====== RECORDS SHOWN
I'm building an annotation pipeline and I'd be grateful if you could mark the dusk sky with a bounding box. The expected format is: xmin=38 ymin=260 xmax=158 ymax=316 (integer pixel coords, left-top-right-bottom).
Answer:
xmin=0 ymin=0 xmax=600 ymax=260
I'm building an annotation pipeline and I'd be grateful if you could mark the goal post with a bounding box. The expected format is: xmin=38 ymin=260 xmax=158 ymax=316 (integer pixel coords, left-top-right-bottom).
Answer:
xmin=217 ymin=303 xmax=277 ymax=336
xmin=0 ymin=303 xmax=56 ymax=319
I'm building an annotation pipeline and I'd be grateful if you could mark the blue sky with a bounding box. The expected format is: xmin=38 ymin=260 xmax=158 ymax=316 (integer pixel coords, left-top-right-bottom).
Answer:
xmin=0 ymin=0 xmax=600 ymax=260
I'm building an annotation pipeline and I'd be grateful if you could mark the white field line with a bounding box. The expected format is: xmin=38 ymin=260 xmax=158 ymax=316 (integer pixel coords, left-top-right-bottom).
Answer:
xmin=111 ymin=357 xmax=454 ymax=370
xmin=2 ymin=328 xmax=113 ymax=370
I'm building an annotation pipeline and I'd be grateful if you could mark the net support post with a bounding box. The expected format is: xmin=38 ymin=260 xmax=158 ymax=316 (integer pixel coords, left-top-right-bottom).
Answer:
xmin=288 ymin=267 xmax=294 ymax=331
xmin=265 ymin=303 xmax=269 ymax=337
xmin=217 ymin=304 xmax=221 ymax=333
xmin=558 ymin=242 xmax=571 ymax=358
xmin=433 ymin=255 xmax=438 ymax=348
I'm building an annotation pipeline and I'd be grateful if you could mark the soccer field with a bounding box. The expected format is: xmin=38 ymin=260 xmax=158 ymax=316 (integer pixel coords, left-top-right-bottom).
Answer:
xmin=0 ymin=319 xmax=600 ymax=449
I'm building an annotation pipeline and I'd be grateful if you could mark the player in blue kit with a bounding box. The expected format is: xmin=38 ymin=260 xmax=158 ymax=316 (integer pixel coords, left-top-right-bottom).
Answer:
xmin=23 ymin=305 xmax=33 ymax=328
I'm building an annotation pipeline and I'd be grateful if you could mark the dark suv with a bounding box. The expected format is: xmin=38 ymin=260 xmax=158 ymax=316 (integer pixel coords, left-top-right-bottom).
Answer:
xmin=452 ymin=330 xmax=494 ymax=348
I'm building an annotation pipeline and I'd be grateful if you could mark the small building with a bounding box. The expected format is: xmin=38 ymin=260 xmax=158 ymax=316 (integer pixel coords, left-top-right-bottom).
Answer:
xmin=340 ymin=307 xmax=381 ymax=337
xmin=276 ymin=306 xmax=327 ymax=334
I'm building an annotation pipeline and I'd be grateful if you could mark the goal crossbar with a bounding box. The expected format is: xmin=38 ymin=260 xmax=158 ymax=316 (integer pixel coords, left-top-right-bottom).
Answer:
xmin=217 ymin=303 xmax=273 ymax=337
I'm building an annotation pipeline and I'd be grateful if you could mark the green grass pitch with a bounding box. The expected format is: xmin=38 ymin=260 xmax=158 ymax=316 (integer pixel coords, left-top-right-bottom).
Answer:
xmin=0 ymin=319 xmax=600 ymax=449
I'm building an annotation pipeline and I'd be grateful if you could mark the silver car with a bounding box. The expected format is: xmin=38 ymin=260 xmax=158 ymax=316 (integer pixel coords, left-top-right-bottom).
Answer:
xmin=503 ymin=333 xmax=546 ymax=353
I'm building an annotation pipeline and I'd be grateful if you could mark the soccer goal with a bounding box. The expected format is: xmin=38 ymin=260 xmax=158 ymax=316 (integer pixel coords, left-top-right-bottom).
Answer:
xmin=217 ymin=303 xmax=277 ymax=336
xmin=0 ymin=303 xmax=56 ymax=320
============
■ PROBLEM TO WORK ON ■
Convert the rows above into a two-column CSV headed request,box, with one line per request. Put each request's text and its answer in separate quoted fields, and turn every line break into a space.

■ ANSWER FOR THE TASK ■
request,box
"I'm building an annotation pipeline and I'd be grateful if you could mark the dusk sky with a bounding box. The expected format is: xmin=38 ymin=260 xmax=158 ymax=316 (integer pixel coords, left-top-right-bottom). Answer:","xmin=0 ymin=0 xmax=600 ymax=260"
"I'm building an annotation pipeline and I'd be grateful if you could mark the goal post with a bounding box. The expected format is: xmin=38 ymin=260 xmax=158 ymax=316 (integer pixel coords, left-top-right-bottom). Answer:","xmin=217 ymin=303 xmax=277 ymax=336 xmin=0 ymin=303 xmax=56 ymax=319"
"I'm building an annotation pipeline and I'd be grateful if you could mark the blue sky with a bounding box. The expected format is: xmin=38 ymin=260 xmax=158 ymax=316 (integer pixel coords, left-top-right-bottom). Answer:","xmin=0 ymin=0 xmax=600 ymax=260"
"I'm building an annotation pipeline and I'd be grateful if you could mark the white field line with a bounding box. The expected format is: xmin=38 ymin=260 xmax=158 ymax=316 (integer pixel coords, left-top-right-bottom). Answer:","xmin=111 ymin=357 xmax=454 ymax=370 xmin=2 ymin=328 xmax=113 ymax=370"
"I'm building an annotation pipeline and I'd be grateful if you could mark the net support post with a bounding box. The expected format is: xmin=38 ymin=260 xmax=158 ymax=316 (integer pixel coords, left-top-right-bottom). Answer:","xmin=288 ymin=267 xmax=294 ymax=331 xmin=265 ymin=303 xmax=269 ymax=337 xmin=217 ymin=304 xmax=221 ymax=333 xmin=558 ymin=242 xmax=571 ymax=358 xmin=433 ymin=255 xmax=438 ymax=348"
"I'm building an annotation pipeline and I'd be grateful if you could mark the soccer field with a bounding box. The expected format is: xmin=38 ymin=260 xmax=158 ymax=316 (integer pixel coords, left-top-right-bottom). Answer:","xmin=0 ymin=319 xmax=600 ymax=449"
"I'm building an annotation pipeline and I'd be grateful if you could mark the player in blue kit with a bounding box. The expected format is: xmin=38 ymin=260 xmax=158 ymax=316 (integer pixel coords, left-top-right-bottom). Answer:","xmin=23 ymin=305 xmax=33 ymax=328"
"I'm building an annotation pipeline and I'd be grateful if you could mark the dark suv with a bounding box. The expected format is: xmin=38 ymin=260 xmax=158 ymax=316 (integer pixel coords, left-top-right-bottom). Answer:","xmin=452 ymin=330 xmax=494 ymax=348"
"I'm building an annotation pipeline and I'd be grateful if you could mark the small building with a bounding box. The expected format is: xmin=38 ymin=260 xmax=158 ymax=316 (integer pixel coords, left-top-right-bottom). Answer:","xmin=340 ymin=307 xmax=381 ymax=337 xmin=276 ymin=306 xmax=327 ymax=334"
"I'm building an annotation pipeline and I'd be grateful if you could mark the goal crossbar with a bounding box. The expected format is: xmin=38 ymin=260 xmax=158 ymax=316 (integer pixel coords, left-top-right-bottom). Answer:","xmin=217 ymin=303 xmax=273 ymax=337"
"I'm building an annotation pipeline and I'd be grateful if you could mark the green grass pitch with a bounding box. The expected format is: xmin=38 ymin=260 xmax=158 ymax=316 (integer pixel coords, left-top-right-bottom). Answer:","xmin=0 ymin=319 xmax=600 ymax=449"
"I'm building an annotation pipeline and I'd be grateful if you could mark the silver car with a bounding box. The expected format is: xmin=38 ymin=260 xmax=158 ymax=316 (integer pixel coords, left-top-right-bottom). Answer:","xmin=503 ymin=333 xmax=546 ymax=353"
"I'm building an annotation pipeline and I'd be grateful if you could mark the soccer goal with a bounding box. The expected format is: xmin=38 ymin=260 xmax=158 ymax=316 (integer pixel coords, left-top-right-bottom). Answer:","xmin=217 ymin=303 xmax=277 ymax=336 xmin=0 ymin=303 xmax=56 ymax=320"